#### What this task involves:
Write the data out again, word for word.

#### Data to process:
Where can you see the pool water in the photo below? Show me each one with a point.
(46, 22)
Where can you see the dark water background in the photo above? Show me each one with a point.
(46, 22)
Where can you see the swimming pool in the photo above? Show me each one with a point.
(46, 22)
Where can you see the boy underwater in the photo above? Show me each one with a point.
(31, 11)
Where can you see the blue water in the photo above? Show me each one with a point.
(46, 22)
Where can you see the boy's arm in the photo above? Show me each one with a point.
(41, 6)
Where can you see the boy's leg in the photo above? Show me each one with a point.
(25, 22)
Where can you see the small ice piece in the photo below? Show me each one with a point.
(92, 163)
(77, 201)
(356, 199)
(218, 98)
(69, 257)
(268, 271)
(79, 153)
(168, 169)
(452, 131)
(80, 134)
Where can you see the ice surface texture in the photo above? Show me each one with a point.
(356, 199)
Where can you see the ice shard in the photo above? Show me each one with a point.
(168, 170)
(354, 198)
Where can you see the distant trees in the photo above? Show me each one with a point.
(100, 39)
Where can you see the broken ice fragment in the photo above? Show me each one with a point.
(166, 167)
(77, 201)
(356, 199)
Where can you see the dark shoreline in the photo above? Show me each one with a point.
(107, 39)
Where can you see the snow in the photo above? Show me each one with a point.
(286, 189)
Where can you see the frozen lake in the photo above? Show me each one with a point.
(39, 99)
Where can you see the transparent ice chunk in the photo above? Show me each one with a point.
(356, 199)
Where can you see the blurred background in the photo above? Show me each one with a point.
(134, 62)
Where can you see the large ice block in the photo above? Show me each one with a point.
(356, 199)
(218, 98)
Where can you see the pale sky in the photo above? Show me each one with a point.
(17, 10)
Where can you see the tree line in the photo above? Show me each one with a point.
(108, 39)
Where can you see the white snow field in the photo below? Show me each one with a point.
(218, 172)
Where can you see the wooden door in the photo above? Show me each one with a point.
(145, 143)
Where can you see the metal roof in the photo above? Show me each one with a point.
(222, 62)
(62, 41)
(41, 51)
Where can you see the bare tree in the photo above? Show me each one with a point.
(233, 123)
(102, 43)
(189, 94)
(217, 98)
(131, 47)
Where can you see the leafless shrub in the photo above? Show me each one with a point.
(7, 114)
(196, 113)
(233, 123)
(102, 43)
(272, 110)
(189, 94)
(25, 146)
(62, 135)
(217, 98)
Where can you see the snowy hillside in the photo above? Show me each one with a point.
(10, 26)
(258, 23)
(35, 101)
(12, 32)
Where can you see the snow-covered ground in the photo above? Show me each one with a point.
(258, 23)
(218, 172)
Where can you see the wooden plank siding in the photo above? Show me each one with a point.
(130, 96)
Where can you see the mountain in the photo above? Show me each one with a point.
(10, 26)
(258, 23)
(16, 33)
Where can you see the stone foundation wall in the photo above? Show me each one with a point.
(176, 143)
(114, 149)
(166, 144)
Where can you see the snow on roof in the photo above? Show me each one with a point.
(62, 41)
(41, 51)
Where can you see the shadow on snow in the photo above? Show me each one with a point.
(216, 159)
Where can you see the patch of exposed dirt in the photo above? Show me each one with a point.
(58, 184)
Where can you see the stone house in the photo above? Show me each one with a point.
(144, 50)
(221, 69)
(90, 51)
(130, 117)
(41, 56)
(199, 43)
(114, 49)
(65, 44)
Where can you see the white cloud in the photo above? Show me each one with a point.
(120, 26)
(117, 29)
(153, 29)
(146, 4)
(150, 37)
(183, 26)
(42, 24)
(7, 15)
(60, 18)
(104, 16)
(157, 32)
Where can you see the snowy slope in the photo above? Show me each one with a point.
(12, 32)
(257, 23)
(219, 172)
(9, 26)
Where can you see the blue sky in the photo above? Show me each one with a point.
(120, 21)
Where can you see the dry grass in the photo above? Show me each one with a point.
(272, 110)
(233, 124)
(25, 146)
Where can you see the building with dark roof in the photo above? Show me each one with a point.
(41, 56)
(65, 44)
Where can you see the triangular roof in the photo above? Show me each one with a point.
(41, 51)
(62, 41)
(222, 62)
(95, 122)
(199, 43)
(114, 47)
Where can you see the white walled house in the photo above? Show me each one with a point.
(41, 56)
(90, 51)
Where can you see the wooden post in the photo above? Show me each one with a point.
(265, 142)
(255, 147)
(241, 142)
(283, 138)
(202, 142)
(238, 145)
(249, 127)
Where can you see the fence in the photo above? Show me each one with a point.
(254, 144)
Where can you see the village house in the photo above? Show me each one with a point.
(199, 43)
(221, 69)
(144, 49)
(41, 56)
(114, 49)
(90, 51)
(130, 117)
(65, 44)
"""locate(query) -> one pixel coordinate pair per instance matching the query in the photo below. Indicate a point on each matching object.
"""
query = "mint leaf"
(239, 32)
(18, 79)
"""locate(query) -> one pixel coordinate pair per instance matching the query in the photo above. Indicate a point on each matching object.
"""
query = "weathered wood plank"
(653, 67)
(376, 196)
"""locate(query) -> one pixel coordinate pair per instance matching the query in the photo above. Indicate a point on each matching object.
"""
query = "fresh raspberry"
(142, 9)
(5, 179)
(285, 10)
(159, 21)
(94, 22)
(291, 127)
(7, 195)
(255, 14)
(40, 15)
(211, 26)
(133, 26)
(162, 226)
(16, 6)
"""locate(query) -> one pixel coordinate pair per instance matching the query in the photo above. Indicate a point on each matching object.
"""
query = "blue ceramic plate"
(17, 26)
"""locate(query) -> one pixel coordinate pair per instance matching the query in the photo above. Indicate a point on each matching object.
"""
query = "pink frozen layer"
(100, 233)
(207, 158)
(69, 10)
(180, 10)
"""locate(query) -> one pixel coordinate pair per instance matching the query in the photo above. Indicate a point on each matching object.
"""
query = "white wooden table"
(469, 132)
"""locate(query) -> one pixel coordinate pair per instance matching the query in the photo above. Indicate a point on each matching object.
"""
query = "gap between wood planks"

#### Solution to this problem:
Where can you see the pool water in the photo below? Show me each one with a point.
(46, 22)
Where can you see the dark water background in the photo above? Show me each one with a point.
(46, 22)
Where can you see the swimming pool in the photo above? Show me each one with a point.
(46, 22)
Where can you see the boy underwater in the photo above? Show me each one with a point.
(31, 11)
Where can you see the blue water in the photo above? Show me each one with a point.
(46, 22)
Where can you see the boy's arm in the photo above? Show me each one with a point.
(41, 6)
Where can you see the boy's leg in the photo above? Show me each one with a point.
(25, 22)
Where can you see the small ice piece in the photo below? Show me each one with a point.
(92, 163)
(77, 201)
(356, 199)
(218, 98)
(69, 257)
(268, 271)
(79, 153)
(168, 169)
(452, 131)
(80, 134)
Where can you see the ice surface texture in the photo above? Show me each one with a point.
(356, 199)
Where can you see the ice shard in the photo above? Show me each one with a point.
(168, 170)
(354, 198)
Where can you see the distant trees in the photo above? Show me each one with a point.
(100, 39)
Where can you see the broken ice fragment in the photo above? Show me each one with a point.
(166, 167)
(77, 201)
(356, 199)
Where can you see the dark shoreline in the photo above? Show me each one with a point.
(107, 39)
Where can you see the snow in the photo above? Show me each one with a point.
(286, 189)
Where can you see the frozen lake in the photo above? Show me each one with a point.
(39, 99)
Where can you see the transparent ice chunk in the photo above? Show me each one with a point.
(356, 199)
Where can you see the blurred background in the photo above? Show me each one with a point.
(134, 62)
Where can you see the large ice block in the photo above? Show me each one with a point.
(356, 199)
(218, 98)
Where can you see the pale sky in the photo above? Show me each one with a point.
(17, 10)
Where can you see the tree line in the photo above? Show me each one with a point.
(108, 39)
Where can you see the white snow field in the photo below? Show me each one with a point.
(218, 172)
Where can you see the wooden door in the photo above? Show me each one with a point.
(145, 143)
Where can you see the metal roof in the photo above? Show me each one with a point.
(222, 62)
(62, 41)
(41, 51)
Where can you see the bare tree in the photo above? Show me each one with a point.
(233, 123)
(102, 43)
(189, 94)
(217, 98)
(131, 47)
Where can you see the leafless shrub in the photo above? Show me each one with a point.
(7, 114)
(196, 113)
(233, 123)
(102, 43)
(272, 110)
(189, 94)
(25, 146)
(62, 135)
(217, 98)
Where can you see the snowy hillside in the photo above? Show me each one with a point.
(10, 26)
(258, 23)
(35, 101)
(12, 32)
Where can you see the snow-covered ground in the photo above? Show me each one with a point.
(258, 23)
(218, 172)
Where can you see the wooden plank siding in the photo above? Show me each one with a point.
(130, 96)
Where can you see the mountain in the photo above? Show me each one with a point.
(10, 26)
(258, 23)
(16, 33)
Where can you see the stone foundation wall in the photo above? Show me each one with a point.
(176, 143)
(114, 149)
(166, 144)
Where can you see the snow on roof in the photo above? Show me each one with a point.
(62, 41)
(41, 51)
Where can you see the shadow on snow in the photo above? Show me each one with a point.
(216, 159)
Where can you see the patch of exposed dirt in the photo above? Show me each one with a point.
(58, 184)
Where can you see the stone house in the photo above? Show me each one with a point.
(144, 50)
(221, 69)
(90, 51)
(130, 117)
(41, 56)
(199, 43)
(114, 49)
(65, 44)
Where can you see the white cloud in the photo above? Show me each one with a point.
(120, 26)
(117, 29)
(153, 29)
(146, 4)
(150, 37)
(183, 26)
(42, 24)
(7, 15)
(60, 18)
(104, 16)
(157, 32)
Where can you see the snowy slope in the photo above? Show me each one with a point.
(12, 32)
(257, 23)
(219, 172)
(9, 26)
Where can you see the blue sky in the photo above? Show me each one with a point.
(120, 21)
Where can you see the dry grass in the photo above? Show me each one with a point.
(272, 110)
(233, 124)
(25, 146)
Where can you see the building with dark roof in the photo above? Show me each one with a point.
(41, 56)
(65, 44)
Where can you see the triangular roof in the photo above? Show me each one with a point.
(41, 51)
(62, 41)
(222, 62)
(95, 122)
(199, 43)
(114, 47)
Where can you see the white walled house in the photo above? Show me each one with a point.
(41, 56)
(90, 51)
Where can you see the wooden post in the photo above? Show me each one with a point.
(265, 142)
(255, 147)
(241, 142)
(283, 138)
(202, 142)
(238, 145)
(249, 127)
Where can you see the fence in the photo above? Show me each one with a point.
(254, 144)
Where can you see the village house in the photo above? Show me each one with a point.
(199, 43)
(221, 69)
(144, 49)
(41, 56)
(114, 49)
(90, 51)
(130, 117)
(65, 44)
"""locate(query) -> one pixel coordinate pair per instance matching the query in the photo below. Indicate a point on each matching object.
"""
query = "mint leaf"
(239, 32)
(18, 79)
"""locate(query) -> one pixel coordinate pair per instance matching the query in the photo above. Indicate a point on each matching object.
"""
query = "weathered wood plank"
(653, 67)
(376, 196)
"""locate(query) -> one pixel coordinate pair per instance matching the query in the photo above. Indicate a point on each matching object.
"""
query = "fresh raspberry"
(142, 9)
(5, 179)
(285, 10)
(159, 21)
(94, 22)
(291, 127)
(7, 195)
(255, 14)
(40, 15)
(211, 26)
(133, 26)
(162, 226)
(16, 6)
"""locate(query) -> one pixel coordinate pair per instance matching the query in the photo above. Indicate a point on each matching object.
"""
query = "blue ceramic plate"
(17, 26)
"""locate(query) -> one pixel coordinate pair per instance matching the query in the photo above. Indicate a point on each matching object.
"""
query = "pink frozen layer"
(100, 233)
(207, 158)
(69, 10)
(180, 10)
"""locate(query) -> one pixel coordinate pair per instance matching the query in the photo above. Indicate a point on each matching object.
"""
query = "white wooden table"
(469, 132)
"""locate(query) -> one pixel coordinate pair per instance matching the query in the photo above. Indicate a point on each matching object.
"""
query = "gap between wood planks"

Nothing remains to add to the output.